* Begin Given text *

An eye on value-based pricing should be part of your customer discovery and continuous improvement processes. Your customers are the ones who know the value of your product, so listen to them. Use customer insights to identify your primary value proposition. Build out your pricing from there.
Offer a Low-Risk Entry Point and Create an Upgrade Path
Once you’ve established your pricing scheme, it’s important to give customers a low-risk entry point. Even when you’re doing big, enterprise-level deals, giving people that low-risk starting point is essential. Typically in SaaS companies, this is a free trial and a low-priced tier. You want to make it easy for the customer to get started with your product, regardless of their size. Get the product in their hands and demonstrate your value so they’re willing to pay now and pay more over time. The whole point of a free trial is to build trust. Building trust by providing clear value from the get-go makes customers comfortable with your pricing. This may extend beyond a free trial to a money-back guarantee or other similar strategies. The point is that you want to remain customer-focused and make it clear that you believe that the value you’re delivering is genuine.
Creating an upgrade path is very important and drives margin expansion so that as your customers grow and get more value, you also capture more value.

* End Given text *

Task requirements:
a) Answer these questions using the SaaS pricing text.
(i) Who does the SaaS pricing text say knows the value of your product?
(ii) What does the low-risk entry point typically consist of in SaaS companies?
(iii) What is the whole point of a free trial?
b) Translate this sentence from the SaaS pricing text into Spanish: "The whole point of a free trial is to build trust."
c) Reproduce everything in the SaaS pricing text from "Creating an upgrade" down to "capture more value.".

* Begin Dataset content *

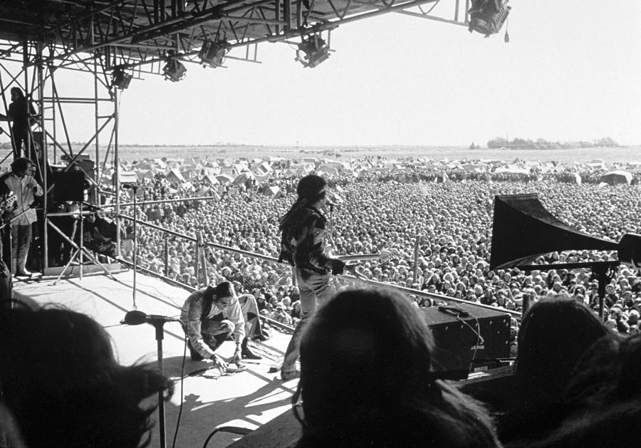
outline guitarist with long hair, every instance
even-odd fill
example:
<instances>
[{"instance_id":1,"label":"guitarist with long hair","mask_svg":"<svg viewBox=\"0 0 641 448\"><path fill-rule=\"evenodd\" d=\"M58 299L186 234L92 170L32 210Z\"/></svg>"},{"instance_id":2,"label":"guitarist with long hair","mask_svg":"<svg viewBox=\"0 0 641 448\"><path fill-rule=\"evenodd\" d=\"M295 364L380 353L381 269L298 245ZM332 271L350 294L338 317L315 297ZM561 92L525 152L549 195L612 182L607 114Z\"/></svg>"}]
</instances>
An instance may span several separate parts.
<instances>
[{"instance_id":1,"label":"guitarist with long hair","mask_svg":"<svg viewBox=\"0 0 641 448\"><path fill-rule=\"evenodd\" d=\"M296 360L301 335L305 324L317 306L323 306L334 293L330 274L343 274L345 263L331 258L325 246L327 219L321 212L327 205L327 182L323 177L309 174L296 187L298 198L281 219L281 255L279 261L293 266L301 294L301 321L289 341L281 377L287 381L300 376Z\"/></svg>"}]
</instances>

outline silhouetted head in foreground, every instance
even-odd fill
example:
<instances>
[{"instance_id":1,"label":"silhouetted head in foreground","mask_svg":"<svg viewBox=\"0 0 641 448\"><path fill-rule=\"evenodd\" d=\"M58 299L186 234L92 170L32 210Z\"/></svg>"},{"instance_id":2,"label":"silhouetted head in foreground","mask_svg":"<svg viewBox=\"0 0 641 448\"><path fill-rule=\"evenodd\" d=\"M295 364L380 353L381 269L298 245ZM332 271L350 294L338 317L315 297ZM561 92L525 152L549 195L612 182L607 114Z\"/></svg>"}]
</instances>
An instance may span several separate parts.
<instances>
[{"instance_id":1,"label":"silhouetted head in foreground","mask_svg":"<svg viewBox=\"0 0 641 448\"><path fill-rule=\"evenodd\" d=\"M60 308L0 316L0 381L2 400L32 448L147 446L155 406L140 403L172 392L152 368L118 364L93 319Z\"/></svg>"},{"instance_id":2,"label":"silhouetted head in foreground","mask_svg":"<svg viewBox=\"0 0 641 448\"><path fill-rule=\"evenodd\" d=\"M317 312L301 346L299 447L497 446L486 410L434 379L420 313L372 290L340 293Z\"/></svg>"}]
</instances>

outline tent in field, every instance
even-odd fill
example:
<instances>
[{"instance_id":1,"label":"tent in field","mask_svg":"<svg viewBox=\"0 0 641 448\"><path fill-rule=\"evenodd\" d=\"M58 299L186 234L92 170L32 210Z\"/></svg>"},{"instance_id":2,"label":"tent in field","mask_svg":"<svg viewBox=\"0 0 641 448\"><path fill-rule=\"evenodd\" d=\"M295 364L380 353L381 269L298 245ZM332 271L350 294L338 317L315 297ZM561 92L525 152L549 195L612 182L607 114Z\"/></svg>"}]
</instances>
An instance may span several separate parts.
<instances>
[{"instance_id":1,"label":"tent in field","mask_svg":"<svg viewBox=\"0 0 641 448\"><path fill-rule=\"evenodd\" d=\"M172 168L170 170L170 172L167 173L167 179L170 182L175 182L177 184L182 184L184 182L184 177L182 177L182 174L180 174L180 172L178 171L177 168Z\"/></svg>"},{"instance_id":2,"label":"tent in field","mask_svg":"<svg viewBox=\"0 0 641 448\"><path fill-rule=\"evenodd\" d=\"M137 184L138 176L135 171L118 170L118 180L121 185L123 184Z\"/></svg>"},{"instance_id":3,"label":"tent in field","mask_svg":"<svg viewBox=\"0 0 641 448\"><path fill-rule=\"evenodd\" d=\"M194 188L194 184L192 182L182 182L180 184L180 189L184 192L193 192L195 188Z\"/></svg>"},{"instance_id":4,"label":"tent in field","mask_svg":"<svg viewBox=\"0 0 641 448\"><path fill-rule=\"evenodd\" d=\"M601 176L600 179L602 182L608 185L616 185L617 184L630 184L632 182L632 175L631 172L617 170L616 171L610 171Z\"/></svg>"},{"instance_id":5,"label":"tent in field","mask_svg":"<svg viewBox=\"0 0 641 448\"><path fill-rule=\"evenodd\" d=\"M138 179L140 180L153 180L154 173L150 170L141 170L137 172Z\"/></svg>"},{"instance_id":6,"label":"tent in field","mask_svg":"<svg viewBox=\"0 0 641 448\"><path fill-rule=\"evenodd\" d=\"M254 173L251 171L246 171L236 176L236 179L234 179L233 184L240 185L241 184L244 184L248 180L251 180L253 179L256 179L256 176L254 175Z\"/></svg>"},{"instance_id":7,"label":"tent in field","mask_svg":"<svg viewBox=\"0 0 641 448\"><path fill-rule=\"evenodd\" d=\"M283 192L278 187L265 187L261 190L261 192L273 199L283 197Z\"/></svg>"},{"instance_id":8,"label":"tent in field","mask_svg":"<svg viewBox=\"0 0 641 448\"><path fill-rule=\"evenodd\" d=\"M218 179L216 178L216 176L212 174L207 174L202 177L202 182L205 184L209 184L209 185L216 185L217 184L219 184Z\"/></svg>"},{"instance_id":9,"label":"tent in field","mask_svg":"<svg viewBox=\"0 0 641 448\"><path fill-rule=\"evenodd\" d=\"M318 174L322 176L323 174L327 174L329 177L338 176L338 170L334 167L330 167L329 165L323 165L318 169Z\"/></svg>"}]
</instances>

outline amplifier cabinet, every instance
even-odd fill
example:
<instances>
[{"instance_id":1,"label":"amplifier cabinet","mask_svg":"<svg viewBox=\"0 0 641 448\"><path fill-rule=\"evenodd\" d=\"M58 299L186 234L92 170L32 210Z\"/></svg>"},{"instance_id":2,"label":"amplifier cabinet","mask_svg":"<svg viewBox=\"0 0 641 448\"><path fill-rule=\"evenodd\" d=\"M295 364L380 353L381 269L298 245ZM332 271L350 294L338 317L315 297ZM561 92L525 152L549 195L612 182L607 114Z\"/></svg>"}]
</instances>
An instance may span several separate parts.
<instances>
[{"instance_id":1,"label":"amplifier cabinet","mask_svg":"<svg viewBox=\"0 0 641 448\"><path fill-rule=\"evenodd\" d=\"M424 310L436 343L435 370L473 372L496 365L496 358L509 357L509 314L467 303L452 306L469 316L457 316L436 306Z\"/></svg>"}]
</instances>

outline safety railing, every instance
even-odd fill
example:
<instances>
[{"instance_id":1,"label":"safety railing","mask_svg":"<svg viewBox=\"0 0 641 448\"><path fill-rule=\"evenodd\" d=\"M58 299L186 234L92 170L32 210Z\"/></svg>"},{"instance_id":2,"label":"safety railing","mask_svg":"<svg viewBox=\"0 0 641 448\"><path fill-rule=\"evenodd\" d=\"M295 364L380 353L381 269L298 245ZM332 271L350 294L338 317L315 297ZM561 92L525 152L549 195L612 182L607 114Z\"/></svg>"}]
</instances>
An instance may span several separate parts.
<instances>
[{"instance_id":1,"label":"safety railing","mask_svg":"<svg viewBox=\"0 0 641 448\"><path fill-rule=\"evenodd\" d=\"M120 217L132 221L134 219L132 217L127 214L120 214ZM280 286L283 286L283 289L286 290L293 285L293 278L291 266L278 263L278 259L275 257L217 243L199 241L197 236L182 234L147 221L137 219L137 224L139 226L138 228L142 229L140 231L141 236L146 241L142 247L140 244L138 244L140 260L138 266L140 268L140 271L163 278L185 289L193 291L204 286L207 283L228 280L236 282L236 286L238 286L237 283L240 283L243 291L239 292L251 292L256 288L259 289L268 288L273 293L276 293ZM150 234L149 231L152 231L152 238L155 239L153 244L150 245L151 247L157 247L160 243L163 252L162 262L154 263L152 266L150 266L144 259L150 250L150 241L147 238ZM140 239L138 239L140 241ZM179 240L183 241L182 255L186 253L190 255L189 259L193 261L193 265L189 267L194 268L194 274L197 274L189 276L189 278L186 278L183 273L172 272L171 264L174 262L174 260L171 258L170 253L174 246L180 246ZM185 242L187 243L187 246L184 245ZM203 253L205 256L202 256ZM155 258L155 254L154 254L154 257ZM380 254L356 254L343 256L340 258L345 261L350 261L379 257ZM236 267L233 267L234 266ZM243 266L243 269L239 269L239 266ZM177 274L177 277L176 274ZM500 311L518 320L520 320L521 316L520 311L502 308L499 310L493 306L464 299L377 281L366 278L358 273L337 276L335 281L339 289L348 287L391 288L406 296L429 298L434 303L467 303L494 311ZM276 323L277 326L291 329L291 327L285 324Z\"/></svg>"}]
</instances>

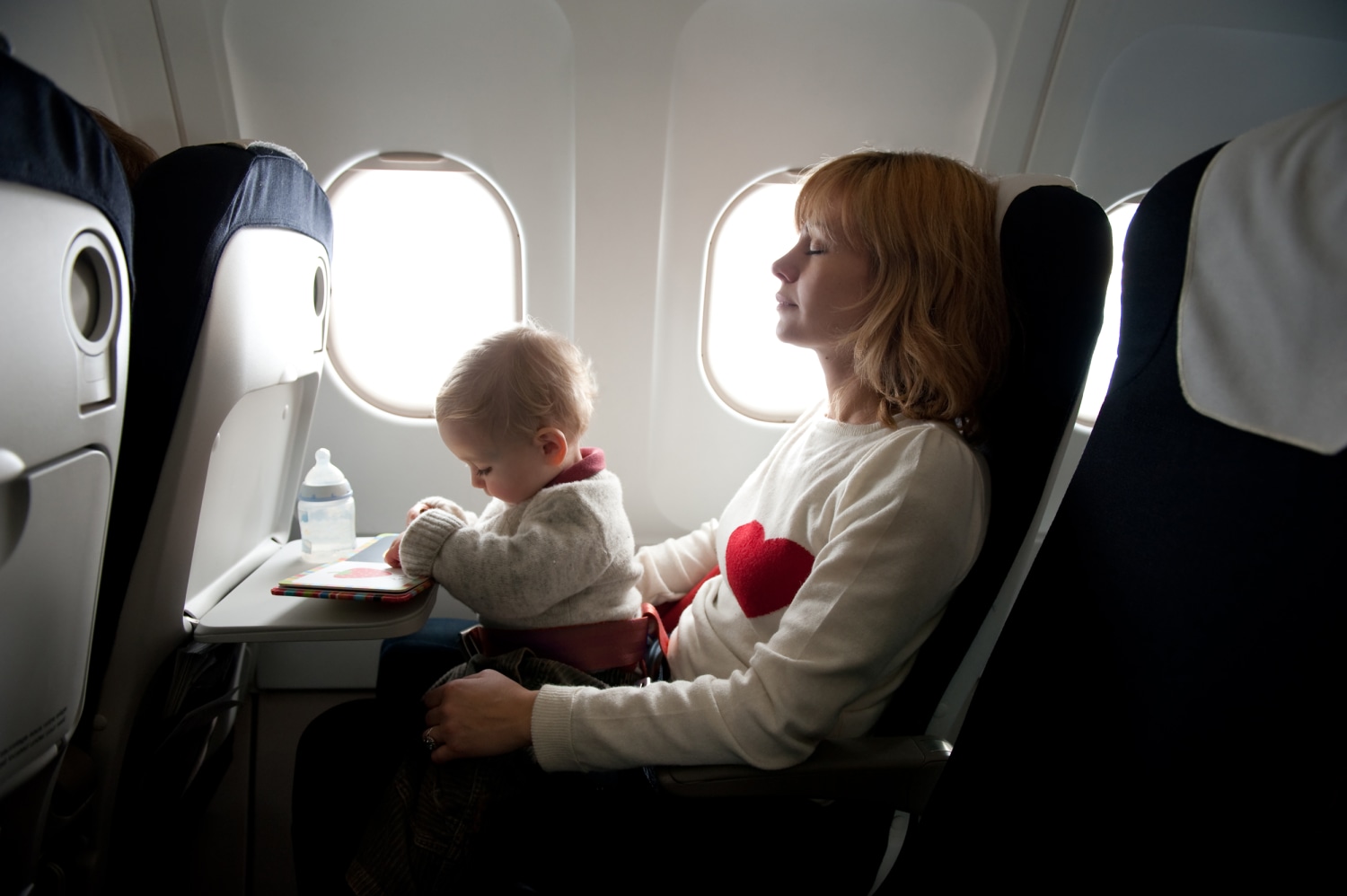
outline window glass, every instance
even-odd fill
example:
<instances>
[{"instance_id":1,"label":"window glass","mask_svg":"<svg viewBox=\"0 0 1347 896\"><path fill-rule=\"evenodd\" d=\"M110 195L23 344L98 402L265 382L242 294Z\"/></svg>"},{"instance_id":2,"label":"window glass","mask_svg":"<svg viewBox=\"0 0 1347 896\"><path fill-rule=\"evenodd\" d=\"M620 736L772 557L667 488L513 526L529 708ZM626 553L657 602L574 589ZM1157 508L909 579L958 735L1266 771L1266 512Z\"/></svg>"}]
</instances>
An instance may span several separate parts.
<instances>
[{"instance_id":1,"label":"window glass","mask_svg":"<svg viewBox=\"0 0 1347 896\"><path fill-rule=\"evenodd\" d=\"M1144 195L1144 194L1142 194ZM1109 276L1109 291L1103 300L1103 326L1095 342L1094 358L1090 361L1090 375L1086 377L1086 391L1080 396L1080 412L1076 422L1094 426L1099 406L1109 391L1113 377L1113 362L1118 360L1118 327L1122 323L1122 244L1127 238L1127 226L1142 195L1123 199L1109 209L1109 224L1113 226L1113 274Z\"/></svg>"},{"instance_id":2,"label":"window glass","mask_svg":"<svg viewBox=\"0 0 1347 896\"><path fill-rule=\"evenodd\" d=\"M430 155L366 160L329 197L333 365L370 404L432 416L463 350L521 317L513 217L481 175Z\"/></svg>"},{"instance_id":3,"label":"window glass","mask_svg":"<svg viewBox=\"0 0 1347 896\"><path fill-rule=\"evenodd\" d=\"M776 338L772 261L795 245L791 174L765 178L726 207L711 233L702 369L722 402L758 420L791 422L826 393L808 349Z\"/></svg>"}]
</instances>

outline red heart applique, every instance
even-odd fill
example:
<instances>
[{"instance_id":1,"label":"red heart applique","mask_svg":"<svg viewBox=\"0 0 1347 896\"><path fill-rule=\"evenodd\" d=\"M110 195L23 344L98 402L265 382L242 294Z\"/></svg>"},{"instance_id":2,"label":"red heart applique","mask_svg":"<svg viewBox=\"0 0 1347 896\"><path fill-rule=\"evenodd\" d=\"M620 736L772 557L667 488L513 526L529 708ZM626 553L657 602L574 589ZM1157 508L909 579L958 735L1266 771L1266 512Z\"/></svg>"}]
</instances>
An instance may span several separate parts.
<instances>
[{"instance_id":1,"label":"red heart applique","mask_svg":"<svg viewBox=\"0 0 1347 896\"><path fill-rule=\"evenodd\" d=\"M762 535L762 524L753 520L730 532L725 543L725 578L749 618L787 606L814 569L808 548Z\"/></svg>"}]
</instances>

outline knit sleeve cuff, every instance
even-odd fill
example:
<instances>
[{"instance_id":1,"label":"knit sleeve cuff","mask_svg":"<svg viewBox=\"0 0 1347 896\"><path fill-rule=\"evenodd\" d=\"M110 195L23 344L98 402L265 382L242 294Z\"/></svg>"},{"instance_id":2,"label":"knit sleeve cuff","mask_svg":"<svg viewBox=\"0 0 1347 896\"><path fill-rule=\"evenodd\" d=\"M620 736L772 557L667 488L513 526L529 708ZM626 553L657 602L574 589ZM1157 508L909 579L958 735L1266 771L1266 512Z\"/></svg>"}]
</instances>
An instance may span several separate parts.
<instances>
[{"instance_id":1,"label":"knit sleeve cuff","mask_svg":"<svg viewBox=\"0 0 1347 896\"><path fill-rule=\"evenodd\" d=\"M399 559L408 575L431 575L435 556L449 536L463 527L463 520L445 511L426 511L403 532Z\"/></svg>"},{"instance_id":2,"label":"knit sleeve cuff","mask_svg":"<svg viewBox=\"0 0 1347 896\"><path fill-rule=\"evenodd\" d=\"M438 494L431 494L430 497L423 497L422 499L422 504L427 504L427 505L430 505L431 508L434 508L436 511L445 511L450 516L457 516L458 519L463 520L467 524L471 524L473 520L477 519L475 513L470 513L470 512L465 511L463 508L461 508L454 501L450 501L447 497L440 497Z\"/></svg>"},{"instance_id":3,"label":"knit sleeve cuff","mask_svg":"<svg viewBox=\"0 0 1347 896\"><path fill-rule=\"evenodd\" d=\"M583 772L571 748L571 702L577 687L543 684L533 701L533 759L548 772Z\"/></svg>"}]
</instances>

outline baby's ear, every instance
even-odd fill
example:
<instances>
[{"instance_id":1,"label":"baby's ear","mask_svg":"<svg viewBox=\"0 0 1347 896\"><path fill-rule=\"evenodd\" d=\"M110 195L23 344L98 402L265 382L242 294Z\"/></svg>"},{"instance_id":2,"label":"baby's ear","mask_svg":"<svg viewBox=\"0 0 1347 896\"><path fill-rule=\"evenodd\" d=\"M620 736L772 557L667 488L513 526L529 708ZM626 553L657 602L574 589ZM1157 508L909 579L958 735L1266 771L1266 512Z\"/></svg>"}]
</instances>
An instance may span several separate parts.
<instances>
[{"instance_id":1,"label":"baby's ear","mask_svg":"<svg viewBox=\"0 0 1347 896\"><path fill-rule=\"evenodd\" d=\"M533 435L533 443L543 449L543 458L556 466L566 459L566 434L555 426L546 426Z\"/></svg>"}]
</instances>

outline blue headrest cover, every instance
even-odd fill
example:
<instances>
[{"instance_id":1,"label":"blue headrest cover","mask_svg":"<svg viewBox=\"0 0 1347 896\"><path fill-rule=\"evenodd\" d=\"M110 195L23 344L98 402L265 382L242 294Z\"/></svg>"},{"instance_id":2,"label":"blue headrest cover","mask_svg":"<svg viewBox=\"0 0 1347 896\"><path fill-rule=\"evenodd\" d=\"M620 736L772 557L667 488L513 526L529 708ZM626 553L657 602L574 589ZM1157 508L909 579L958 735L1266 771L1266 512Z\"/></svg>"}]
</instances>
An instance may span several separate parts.
<instances>
[{"instance_id":1,"label":"blue headrest cover","mask_svg":"<svg viewBox=\"0 0 1347 896\"><path fill-rule=\"evenodd\" d=\"M0 54L0 179L94 206L131 257L131 195L112 143L89 112L47 78Z\"/></svg>"}]
</instances>

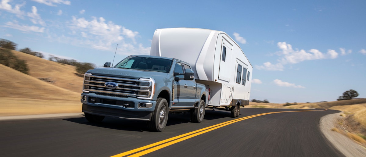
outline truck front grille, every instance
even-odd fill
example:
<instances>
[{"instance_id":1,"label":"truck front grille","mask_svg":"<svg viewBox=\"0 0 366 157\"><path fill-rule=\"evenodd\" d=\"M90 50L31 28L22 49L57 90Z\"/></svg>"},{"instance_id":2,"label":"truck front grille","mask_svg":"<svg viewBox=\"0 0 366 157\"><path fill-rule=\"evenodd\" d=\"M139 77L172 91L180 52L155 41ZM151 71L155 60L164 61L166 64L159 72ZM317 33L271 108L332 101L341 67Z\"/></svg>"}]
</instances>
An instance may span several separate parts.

* End Dataset content *

Written answers:
a)
(i) Your customers
(ii) A free trial and a low-priced tier
(iii) To build trust

b) El objetivo principal de una prueba gratuita es generar confianza.

c)
Creating an upgrade path is very important and drives margin expansion so that as your customers grow and get more value, you also capture more value.